■ **DATA EXTRACTS**

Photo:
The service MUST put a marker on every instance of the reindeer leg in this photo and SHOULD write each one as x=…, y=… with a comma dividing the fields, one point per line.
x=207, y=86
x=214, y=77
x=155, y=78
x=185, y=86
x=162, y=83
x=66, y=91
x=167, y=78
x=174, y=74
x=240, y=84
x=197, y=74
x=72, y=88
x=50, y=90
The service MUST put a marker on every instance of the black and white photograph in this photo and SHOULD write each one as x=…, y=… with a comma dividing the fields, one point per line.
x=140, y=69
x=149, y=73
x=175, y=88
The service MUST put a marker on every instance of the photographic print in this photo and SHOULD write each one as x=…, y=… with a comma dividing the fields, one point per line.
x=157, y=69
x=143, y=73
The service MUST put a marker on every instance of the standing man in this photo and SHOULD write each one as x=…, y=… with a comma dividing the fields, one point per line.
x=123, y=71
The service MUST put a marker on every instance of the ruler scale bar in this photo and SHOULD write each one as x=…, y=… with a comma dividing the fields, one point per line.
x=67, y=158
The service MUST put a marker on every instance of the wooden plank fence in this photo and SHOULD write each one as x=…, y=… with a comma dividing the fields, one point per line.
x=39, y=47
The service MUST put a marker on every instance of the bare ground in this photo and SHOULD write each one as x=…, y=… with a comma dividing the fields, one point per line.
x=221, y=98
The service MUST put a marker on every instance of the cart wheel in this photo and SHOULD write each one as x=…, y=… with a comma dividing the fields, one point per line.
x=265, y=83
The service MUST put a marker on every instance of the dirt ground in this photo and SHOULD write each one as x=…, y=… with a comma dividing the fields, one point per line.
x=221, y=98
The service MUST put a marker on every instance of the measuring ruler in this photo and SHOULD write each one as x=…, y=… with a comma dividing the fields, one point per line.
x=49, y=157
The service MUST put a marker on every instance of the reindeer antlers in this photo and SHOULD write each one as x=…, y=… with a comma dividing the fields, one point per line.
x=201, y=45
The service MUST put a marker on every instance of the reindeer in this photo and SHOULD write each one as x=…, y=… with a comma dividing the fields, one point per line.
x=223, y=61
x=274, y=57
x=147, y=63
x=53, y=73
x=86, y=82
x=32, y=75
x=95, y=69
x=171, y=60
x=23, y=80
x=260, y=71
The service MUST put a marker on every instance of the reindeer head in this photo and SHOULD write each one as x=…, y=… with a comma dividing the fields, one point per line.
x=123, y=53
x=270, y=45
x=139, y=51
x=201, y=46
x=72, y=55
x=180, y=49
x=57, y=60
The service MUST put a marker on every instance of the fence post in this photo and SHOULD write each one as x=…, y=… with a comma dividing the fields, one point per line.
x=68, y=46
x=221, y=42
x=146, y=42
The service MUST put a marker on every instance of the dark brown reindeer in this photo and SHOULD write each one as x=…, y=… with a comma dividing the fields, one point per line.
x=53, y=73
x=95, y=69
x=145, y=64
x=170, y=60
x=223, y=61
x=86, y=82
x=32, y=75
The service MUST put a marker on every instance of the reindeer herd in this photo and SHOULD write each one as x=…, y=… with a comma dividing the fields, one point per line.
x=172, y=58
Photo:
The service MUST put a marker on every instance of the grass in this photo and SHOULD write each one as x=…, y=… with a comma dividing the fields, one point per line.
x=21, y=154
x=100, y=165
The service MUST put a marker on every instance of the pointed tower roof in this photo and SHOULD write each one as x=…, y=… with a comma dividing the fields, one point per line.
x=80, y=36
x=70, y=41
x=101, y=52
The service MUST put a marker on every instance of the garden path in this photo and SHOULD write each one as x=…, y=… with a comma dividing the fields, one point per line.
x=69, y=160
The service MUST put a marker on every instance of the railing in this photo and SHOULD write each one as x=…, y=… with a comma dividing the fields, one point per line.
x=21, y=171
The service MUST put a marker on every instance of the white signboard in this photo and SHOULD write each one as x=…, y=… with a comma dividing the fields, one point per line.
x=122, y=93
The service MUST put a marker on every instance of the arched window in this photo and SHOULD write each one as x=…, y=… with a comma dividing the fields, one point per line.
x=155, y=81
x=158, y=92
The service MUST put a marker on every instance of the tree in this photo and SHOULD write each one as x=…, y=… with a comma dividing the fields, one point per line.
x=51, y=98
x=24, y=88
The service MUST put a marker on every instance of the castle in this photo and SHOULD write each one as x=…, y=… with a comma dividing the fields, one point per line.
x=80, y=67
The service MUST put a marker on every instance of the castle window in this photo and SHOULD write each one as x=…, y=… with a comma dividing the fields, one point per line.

■ **YOUR INSTRUCTIONS**
Every entry, from first to last, is to be reproduced exactly.

■ **RESPONSE TO THIS TASK**
Photo:
The service MUST put a marker on every instance of the reindeer leg in this photo and SHOULD write each one as x=…, y=… with a comma dividing the fields, one point per line.
x=207, y=86
x=214, y=77
x=155, y=78
x=185, y=86
x=162, y=83
x=66, y=91
x=167, y=78
x=174, y=74
x=240, y=84
x=197, y=74
x=72, y=88
x=50, y=90
The service MUST put a marker on every instance of the black and white photograph in this photo and SHOULD write each one as x=…, y=… with a comma dividing the fields, one point per line.
x=140, y=69
x=149, y=73
x=175, y=88
The service MUST put a marker on every instance of the photographic print in this photo and SHOULD write each one as x=…, y=… with a comma dividing the fields, one point per line.
x=157, y=69
x=143, y=73
The service MUST put a marker on every instance of the standing man in this photo and SHOULD write each one as x=…, y=… with a comma dividing the fields, one point per line.
x=123, y=71
The service MUST put a marker on every instance of the ruler scale bar in this photo and SHOULD write each one as x=…, y=… with a comma dividing the fields, one point per line.
x=67, y=158
The service MUST put a marker on every instance of the wooden plank fence in this photo and SHOULD write each one as x=…, y=… with a comma dividing the fields, one point per line.
x=39, y=47
The service MUST put a marker on every instance of the bare ground in this photo and SHOULD write each one as x=…, y=… with a comma dividing the fields, one point per line.
x=221, y=98
The service MUST put a marker on every instance of the cart wheel in this photo and SHOULD write each one as x=…, y=… with a comma dividing the fields, one point per line.
x=265, y=83
The service MUST put a marker on every instance of the dirt ground in this photo and SHOULD write each one as x=…, y=… with a comma dividing the fields, one point per line.
x=221, y=98
The service MUST put a marker on every instance of the measuring ruler in this photo and SHOULD write each one as x=…, y=… with a comma dividing the fields, one point per line.
x=49, y=157
The service MUST put a marker on every instance of the reindeer antlers in this photo and SHOULD write each one as x=…, y=… with a comma dividing the fields, one point per line.
x=201, y=45
The service MUST put a marker on every instance of the reindeer in this photo and SHOULD write each one as x=…, y=… with a comma dividing the fields, one point per line.
x=223, y=61
x=274, y=57
x=147, y=63
x=53, y=73
x=86, y=82
x=32, y=75
x=95, y=69
x=171, y=60
x=23, y=80
x=260, y=71
The service MUST put a marker on every instance of the reindeer head in this photo and SHOULD write each one as x=…, y=… with a comma dividing the fields, one point per line.
x=123, y=53
x=270, y=45
x=139, y=51
x=201, y=46
x=72, y=55
x=180, y=49
x=57, y=60
The service MUST put a marker on every instance of the fence post in this photo and SHOULD write each one as x=…, y=… with a comma dividing the fields, one point per line.
x=68, y=46
x=221, y=42
x=146, y=42
The service MUST put a marker on every instance of the dark brown reindeer in this photo and SHOULD write each one as x=…, y=… with a comma dividing the fields, one point per line.
x=53, y=73
x=95, y=69
x=145, y=64
x=170, y=60
x=223, y=61
x=86, y=82
x=32, y=75
The service MUST put a marker on every instance of the reindeer herd in this photo and SHOULD write each one as x=…, y=… with a comma dividing the fields, one point per line.
x=172, y=58
Photo:
The service MUST put a marker on every instance of the grass in this photo and SHOULD write each one as x=…, y=… with a comma dividing the fields, one point per line.
x=21, y=154
x=100, y=165
The service MUST put a marker on every instance of the pointed tower roof in this photo and SHOULD write each one as x=…, y=… with a comma dividing the fields, one point per line.
x=80, y=36
x=70, y=41
x=101, y=52
The service MUST put a marker on every instance of the garden path in this photo and SHOULD write each one as x=…, y=… with a comma dividing the fields, one point per line.
x=69, y=160
The service MUST put a marker on every instance of the railing in this photo and SHOULD write each one as x=…, y=… with a comma dividing the fields, one point per line.
x=21, y=171
The service MUST put a marker on every instance of the white signboard in this photo and SHOULD write each one as x=…, y=… with a comma dividing the fields, one point per line.
x=122, y=93
The service MUST put a marker on every instance of the arched window in this photo and SHOULD write each one as x=…, y=… with a comma dividing the fields, one point per line.
x=155, y=81
x=158, y=92
The service MUST put a marker on every instance of the tree in this photo and SHOULD write each one as x=…, y=… with a comma dividing the fields, one point per line.
x=51, y=98
x=24, y=88
The service MUST put a marker on every instance of the castle in this photo and SHOULD write each one as x=…, y=… with a comma dividing the fields, one point per line.
x=80, y=67
The service MUST put a marker on every instance of the castle window in this photo and SHOULD write each one as x=…, y=… with a comma dividing the fields, one point per line.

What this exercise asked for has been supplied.